Versäumnisse bei der Katastrophenmedizin : "In der Katastrophenmedizin ist fast nichts professionalisiert"
Ärzte und Pfleger müssen bei einem Massenanfall von Verletzten schnell und professionell Hilfe leisten. Notarzt Stefan Gromer erklärt, woran es derzeit hapert.
Herr Gromer, wie gut ist Deutschland aus medizinischer Sicht auf den Katastrophenfall vorbereitet?
Stefan Gromer: Wir sind nicht gut vorbereitet, das haben wir bei der Flut im Ahrtal gesehen. Da waren alle Beteiligten aus dem Bevölkerungsschutz zusammen, und es hat nicht funktioniert. Es wäre kostspielig, wenn man sich adäquat auf solche Szenarien vorbereiten wollte, daher wird das in der Politik nicht gerne gehört. In der Katastrophenmedizin hat kaum jemand wirklich Expertise. In dem Bereich ist bislang fast nichts professionalisiert. Auch einen Lehrstuhl für Katastrophenmedizin gibt es nicht. Da liegt etwas im Argen.
Woran liegt das?
Stefan Gromer: Die Fachdisziplinen in der Medizin werden mit Geld auch von Medizintechnikunternehmen und der Pharmaindustrie unterstützt, in der Katastrophenmedizin profitiert keine Firma unmittelbar, deswegen steht da keiner in der ersten Reihe, und das Geld bleibt am Ende aus. Der Staat fühlt sich nicht zuständig, weil offenbar davon ausgegangen wird, dass die ganz großen Naturkatastrophen an uns vorbeigehen.
++++++
* AUFGABE 1 *
Welches Ereignis nennt Stefan Gromer im Interview zur Katastrophenmedizin als Beleg dafür, dass Deutschland nicht gut vorbereitet ist?
* AUFGABE 2 *
Schreibe das Interview zur Katastrophenmedizin im Anschluss an den letzten Satz weiter.
++++++
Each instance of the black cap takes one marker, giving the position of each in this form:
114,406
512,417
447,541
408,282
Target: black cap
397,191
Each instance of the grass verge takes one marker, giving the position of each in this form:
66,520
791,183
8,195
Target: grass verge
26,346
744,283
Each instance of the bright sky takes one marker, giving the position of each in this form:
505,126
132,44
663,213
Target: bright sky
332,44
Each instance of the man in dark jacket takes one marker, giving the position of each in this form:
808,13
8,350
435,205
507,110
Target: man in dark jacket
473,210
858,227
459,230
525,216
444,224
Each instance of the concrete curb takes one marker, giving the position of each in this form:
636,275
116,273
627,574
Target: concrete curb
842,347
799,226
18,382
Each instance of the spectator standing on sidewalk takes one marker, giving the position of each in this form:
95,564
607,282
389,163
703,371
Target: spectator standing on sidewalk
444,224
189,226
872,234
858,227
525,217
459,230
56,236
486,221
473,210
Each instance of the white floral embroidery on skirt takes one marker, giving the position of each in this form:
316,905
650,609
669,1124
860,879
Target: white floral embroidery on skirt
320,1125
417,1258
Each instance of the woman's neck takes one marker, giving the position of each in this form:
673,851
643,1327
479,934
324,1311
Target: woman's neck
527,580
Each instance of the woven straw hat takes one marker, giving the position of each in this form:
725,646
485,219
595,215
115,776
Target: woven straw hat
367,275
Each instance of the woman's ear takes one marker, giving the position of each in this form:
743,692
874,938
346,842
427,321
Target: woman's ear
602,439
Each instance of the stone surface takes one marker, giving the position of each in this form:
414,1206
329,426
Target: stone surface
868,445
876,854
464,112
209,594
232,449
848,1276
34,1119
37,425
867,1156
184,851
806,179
++++++
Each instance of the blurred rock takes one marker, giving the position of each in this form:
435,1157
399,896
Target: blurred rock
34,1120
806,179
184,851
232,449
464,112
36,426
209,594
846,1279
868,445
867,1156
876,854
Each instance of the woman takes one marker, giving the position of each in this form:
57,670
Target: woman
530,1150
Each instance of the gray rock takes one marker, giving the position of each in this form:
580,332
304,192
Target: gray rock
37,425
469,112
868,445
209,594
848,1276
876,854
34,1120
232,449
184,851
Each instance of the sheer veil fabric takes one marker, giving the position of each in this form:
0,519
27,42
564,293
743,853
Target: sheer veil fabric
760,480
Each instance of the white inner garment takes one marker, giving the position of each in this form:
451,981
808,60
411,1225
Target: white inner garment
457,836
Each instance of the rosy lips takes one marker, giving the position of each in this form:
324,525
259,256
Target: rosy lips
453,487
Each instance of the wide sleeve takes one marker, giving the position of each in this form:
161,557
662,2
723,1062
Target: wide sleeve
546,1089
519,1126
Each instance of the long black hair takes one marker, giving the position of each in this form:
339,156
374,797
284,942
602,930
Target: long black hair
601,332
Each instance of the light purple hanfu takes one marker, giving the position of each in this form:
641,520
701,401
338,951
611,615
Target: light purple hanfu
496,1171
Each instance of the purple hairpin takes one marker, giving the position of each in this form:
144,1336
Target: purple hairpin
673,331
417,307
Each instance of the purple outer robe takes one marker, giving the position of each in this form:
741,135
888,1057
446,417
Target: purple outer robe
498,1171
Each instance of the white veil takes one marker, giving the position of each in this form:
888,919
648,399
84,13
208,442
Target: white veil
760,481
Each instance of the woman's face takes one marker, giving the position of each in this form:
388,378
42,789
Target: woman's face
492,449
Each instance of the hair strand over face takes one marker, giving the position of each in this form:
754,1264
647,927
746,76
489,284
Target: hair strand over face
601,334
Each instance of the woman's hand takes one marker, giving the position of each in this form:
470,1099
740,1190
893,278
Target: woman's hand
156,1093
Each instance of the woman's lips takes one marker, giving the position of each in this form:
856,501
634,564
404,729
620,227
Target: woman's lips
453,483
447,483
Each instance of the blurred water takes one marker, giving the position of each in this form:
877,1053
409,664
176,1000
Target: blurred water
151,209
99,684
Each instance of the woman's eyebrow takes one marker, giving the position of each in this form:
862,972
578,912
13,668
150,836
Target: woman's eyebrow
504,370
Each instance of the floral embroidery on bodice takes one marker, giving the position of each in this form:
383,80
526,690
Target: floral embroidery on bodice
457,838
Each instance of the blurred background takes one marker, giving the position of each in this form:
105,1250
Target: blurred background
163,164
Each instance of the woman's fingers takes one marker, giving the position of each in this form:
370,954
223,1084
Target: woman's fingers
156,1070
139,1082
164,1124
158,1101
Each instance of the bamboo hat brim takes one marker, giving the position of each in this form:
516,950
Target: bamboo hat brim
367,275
++++++
* ANTWORT 1 *
Die Flut im Ahrtal.

* ANTWORT 2 *
Wie sieht es denn mit der Ausbildung aus?
Stefan Gromer: Was die Ausbildung angeht, ist Deutschland in der Katastrophenmedizin, also im Rettungsdienst und bei Notärzten, nicht wirklich vorne. Die Deutsche Gesellschaft für Katastrophenmedizin hat vor Jahren ein Curriculum entwickelt, das ist aber keine Pflichtveranstaltung in der Ausbildung von Medizinern. Rettungsdienste und Notfallsanitäter lernen gar nichts zum Thema Katastrophenmedizin, die Pflegeberufe auch nicht. Wenn nicht ausgebildet wird, kann es eben auch keiner und dann funktioniert es nicht. Das Curriculum muss in das Medizinstudium integriert werden, zudem brauchen wir Pflichtveranstaltungen im Rettungsdienst und große Übungen.
Katastrophen gelten eigentlich als nicht planbar. Wie gehen Sie mit dieser Ausgangslage um?
Stefan Gromer: Der Katastrophenschutz, die Feuerwehr und der Rettungsdienst sind im Föderalismus Ländersache. Aus unserer Sicht ist das ein Nachteil, wenn es darum geht, sich auf Großschadenslagen vorzubereiten, das ist eine Stufe vor der Katastrophe.
Wir haben das bei der Fußball-Weltmeisterschaft 2006 gesehen. Das medizinische Konzept sollte eigentlich einheitlich sein, aber jedes Bundesland hatte seine eigenen Katastrophenschutzgesetze. Da ist es mitunter schwierig zusammenzuarbeiten. Das zeigt sich etwa bei der Kommunikation, wenn die digitalen Funkgeräte nicht für alle freigeschaltet sind und die Einsatzkräfte nicht miteinander sprechen und sich gegenseitig helfen können. Das sind banale, aber im Ernstfall dramatische Probleme.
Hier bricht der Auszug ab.